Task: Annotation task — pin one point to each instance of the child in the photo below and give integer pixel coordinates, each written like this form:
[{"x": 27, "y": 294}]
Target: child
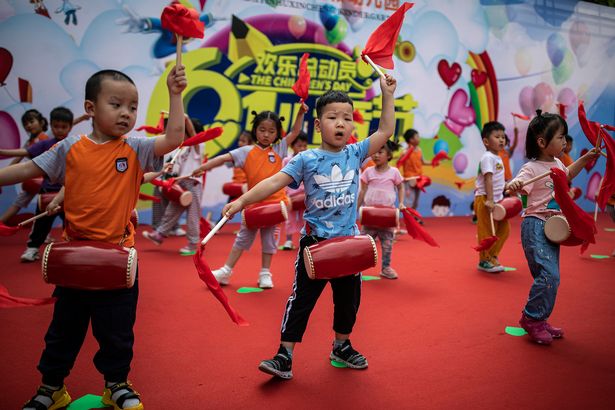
[
  {"x": 545, "y": 142},
  {"x": 102, "y": 174},
  {"x": 330, "y": 174},
  {"x": 186, "y": 163},
  {"x": 295, "y": 217},
  {"x": 489, "y": 190},
  {"x": 378, "y": 188},
  {"x": 61, "y": 120},
  {"x": 259, "y": 161},
  {"x": 412, "y": 167},
  {"x": 36, "y": 125}
]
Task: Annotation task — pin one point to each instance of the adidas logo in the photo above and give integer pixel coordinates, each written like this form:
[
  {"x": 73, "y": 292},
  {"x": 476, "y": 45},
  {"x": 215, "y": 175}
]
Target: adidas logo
[{"x": 336, "y": 182}]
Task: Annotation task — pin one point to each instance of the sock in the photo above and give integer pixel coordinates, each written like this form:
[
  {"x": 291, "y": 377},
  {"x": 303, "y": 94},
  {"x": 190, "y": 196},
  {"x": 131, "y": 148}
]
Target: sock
[
  {"x": 119, "y": 393},
  {"x": 44, "y": 399}
]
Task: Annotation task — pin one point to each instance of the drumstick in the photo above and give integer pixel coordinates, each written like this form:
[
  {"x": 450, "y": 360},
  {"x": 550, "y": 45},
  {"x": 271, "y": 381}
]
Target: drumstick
[
  {"x": 215, "y": 229},
  {"x": 536, "y": 178}
]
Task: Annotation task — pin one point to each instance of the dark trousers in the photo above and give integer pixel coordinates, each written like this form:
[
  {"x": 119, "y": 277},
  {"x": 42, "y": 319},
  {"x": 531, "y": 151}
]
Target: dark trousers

Work order
Which lines of the listing above hold the word "pixel"? Copy each of them.

Exercise result
Task: Annotation task — pin one point to each instance of the child in the photo below and give integer pixel coordinates, each written like this form:
Task: Annotation task — pin one point to each instance of the adidas logo in the photo above and give integer pixel coordinates, each written like this form:
Task: Annotation task — pin one point to each instance of the sock in the photo above and give integer pixel coordinates, each written like this form:
Task: Annotation task — pin one point to each instance of the drumstick in the photo above and give integer pixel coordinates, each written like this form:
Task: Annotation task — pin one point to each instance of the dark trousers in the photo above and give integer pixel coordinates, each written like this form:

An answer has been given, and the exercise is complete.